Les cirrhotiques ont une hémodynamique particulière. Le noeud physiopathologique semble se jouer autour de l’hypertension portale (HTP). La fibrose hépatique modifie la vascularisation portale et un gradient porto-systémique apparait. L’HTP couplée à une augmentation de molécules vasodilatatrices induit une vasodilatation splanchnique. Ce secteur vasculaire va piéger une partie de la volémie créant une hypovolémie relative. Les mécanismes de compensation s’activent avec stimulation du système rénine-angiotensine et du système nerveux sympathique. La rétention hydro-sodée est importante mais la vasodilatation omniprésente piège « perpetuellement » ce volume. Le cercle vicieux se dessine avec la baisse des résistances vasculaires systémiques.

L’activation du système sympathique associé à une baisse des résistances vasculaires donnent un tableau hyperkinétique avec « l’impression que le ventricule gauche se bagarre pour générer une pression artérielle suffisante »

Chez le cirrhotique il y a de plus en plus de preuve de l’épuisement du coeur dans ce contexte hémodynamique particulier. Des anomalies systoliques, diastoliques et de la conduction cardiaque spécifique de la cirrhose (indépendamment de l’étiologie) sont possibles. La physiopathologie est complexe avec plusieurs pistes issues de modèles expérimentaux comme le résume ce tableau issu de l’article de Møller et al dans Int J Cardiolol

cardiomyopathycirrhosisCe que je comprends de façon imagée, c’est que le coeur gauche perd en réserve contractile, s’épuise sur ce tableau hyperkinétique et qu’il devient peu efficace pour répondre à un effort ou un stress comme un sepsis. L’IRM cardiaque ou l’analyse du strain myocardique semblent être de bons outils pour dépister la dysfonction systolique du cirrhotique (ou l’échographie de stress ou d’effort).

= = = =

→ Liste des activités
(A) Selon l'extrait sur la cirrhose, que provoque l'HTP lorsqu'elle s'accompagne d'une augmentation de molécules vasodilatatrices ?
(B) Renvoyez le passage de l'extrait sur la cirrhose compris entre « Chez le cirrhotique » et « stress ou d’effort). », bornes incluses.

Entrées de la collection
= = = =

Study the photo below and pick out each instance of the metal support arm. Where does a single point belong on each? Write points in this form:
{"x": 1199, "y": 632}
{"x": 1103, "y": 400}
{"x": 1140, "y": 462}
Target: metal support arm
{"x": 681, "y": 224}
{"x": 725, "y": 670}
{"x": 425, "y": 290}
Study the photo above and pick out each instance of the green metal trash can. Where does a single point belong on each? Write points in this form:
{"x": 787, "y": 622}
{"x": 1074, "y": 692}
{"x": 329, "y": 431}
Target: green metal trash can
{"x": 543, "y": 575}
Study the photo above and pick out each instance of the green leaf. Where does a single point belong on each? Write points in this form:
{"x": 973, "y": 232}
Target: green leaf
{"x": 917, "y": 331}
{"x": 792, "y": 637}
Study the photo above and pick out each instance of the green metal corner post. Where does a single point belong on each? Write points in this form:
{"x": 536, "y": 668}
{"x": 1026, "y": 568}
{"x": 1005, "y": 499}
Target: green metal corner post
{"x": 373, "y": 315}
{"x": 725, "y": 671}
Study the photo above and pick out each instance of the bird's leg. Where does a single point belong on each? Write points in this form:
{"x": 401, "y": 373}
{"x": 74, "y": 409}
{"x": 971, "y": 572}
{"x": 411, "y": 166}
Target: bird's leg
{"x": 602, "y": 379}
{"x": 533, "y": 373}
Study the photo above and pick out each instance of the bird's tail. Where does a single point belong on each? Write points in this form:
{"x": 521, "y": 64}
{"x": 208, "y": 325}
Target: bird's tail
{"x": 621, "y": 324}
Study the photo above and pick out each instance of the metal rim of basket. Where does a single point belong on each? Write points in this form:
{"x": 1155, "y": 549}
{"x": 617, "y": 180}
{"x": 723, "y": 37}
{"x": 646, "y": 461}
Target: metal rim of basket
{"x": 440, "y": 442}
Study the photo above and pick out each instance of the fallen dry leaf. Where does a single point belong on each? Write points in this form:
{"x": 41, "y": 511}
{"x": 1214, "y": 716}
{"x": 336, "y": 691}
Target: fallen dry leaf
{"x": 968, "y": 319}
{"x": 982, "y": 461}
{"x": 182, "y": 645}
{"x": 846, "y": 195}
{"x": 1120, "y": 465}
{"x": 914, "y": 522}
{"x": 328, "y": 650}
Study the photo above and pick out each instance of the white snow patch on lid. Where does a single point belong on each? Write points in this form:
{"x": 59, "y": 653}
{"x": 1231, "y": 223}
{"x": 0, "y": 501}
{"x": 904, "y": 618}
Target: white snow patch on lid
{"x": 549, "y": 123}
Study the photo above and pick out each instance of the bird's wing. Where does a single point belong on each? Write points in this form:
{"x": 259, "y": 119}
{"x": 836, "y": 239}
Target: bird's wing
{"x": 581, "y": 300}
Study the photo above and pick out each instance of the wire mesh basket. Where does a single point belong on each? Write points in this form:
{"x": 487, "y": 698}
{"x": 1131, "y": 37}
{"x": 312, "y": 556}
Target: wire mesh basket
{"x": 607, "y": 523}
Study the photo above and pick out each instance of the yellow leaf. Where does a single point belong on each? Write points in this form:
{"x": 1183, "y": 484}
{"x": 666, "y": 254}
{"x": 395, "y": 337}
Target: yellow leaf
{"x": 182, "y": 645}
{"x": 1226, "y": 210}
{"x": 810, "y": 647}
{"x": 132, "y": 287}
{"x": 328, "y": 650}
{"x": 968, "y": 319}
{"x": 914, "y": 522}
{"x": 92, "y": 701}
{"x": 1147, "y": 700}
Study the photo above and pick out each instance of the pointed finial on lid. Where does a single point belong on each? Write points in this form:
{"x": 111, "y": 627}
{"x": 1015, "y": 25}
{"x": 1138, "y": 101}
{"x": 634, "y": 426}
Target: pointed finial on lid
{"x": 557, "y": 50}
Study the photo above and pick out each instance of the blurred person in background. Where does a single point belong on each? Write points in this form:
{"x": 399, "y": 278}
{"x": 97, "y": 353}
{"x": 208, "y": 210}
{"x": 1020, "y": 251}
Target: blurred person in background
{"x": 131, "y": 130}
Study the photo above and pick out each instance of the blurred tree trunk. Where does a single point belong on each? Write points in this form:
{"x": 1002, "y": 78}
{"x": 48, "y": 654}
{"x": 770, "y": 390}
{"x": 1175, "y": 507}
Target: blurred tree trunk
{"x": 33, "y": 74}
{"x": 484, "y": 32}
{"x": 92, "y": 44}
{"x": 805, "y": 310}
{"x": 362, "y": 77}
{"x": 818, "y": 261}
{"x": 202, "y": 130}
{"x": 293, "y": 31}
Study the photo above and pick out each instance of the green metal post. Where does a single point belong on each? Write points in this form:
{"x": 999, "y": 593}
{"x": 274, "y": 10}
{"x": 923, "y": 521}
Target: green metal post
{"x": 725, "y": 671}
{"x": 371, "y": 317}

= = = =

→ Corrigé des activités
(A) Une vasodilatation splanchnique.

(B)
Chez le cirrhotique il y a de plus en plus de preuve de l’épuisement du coeur dans ce contexte hémodynamique particulier. Des anomalies systoliques, diastoliques et de la conduction cardiaque spécifique de la cirrhose (indépendamment de l’étiologie) sont possibles. La physiopathologie est complexe avec plusieurs pistes issues de modèles expérimentaux comme le résume ce tableau issu de l’article de Møller et al dans Int J Cardiolol

cardiomyopathycirrhosisCe que je comprends de façon imagée, c’est que le coeur gauche perd en réserve contractile, s’épuise sur ce tableau hyperkinétique et qu’il devient peu efficace pour répondre à un effort ou un stress comme un sepsis. L’IRM cardiaque ou l’analyse du strain myocardique semblent être de bons outils pour dépister la dysfonction systolique du cirrhotique (ou l’échographie de stress ou d’effort).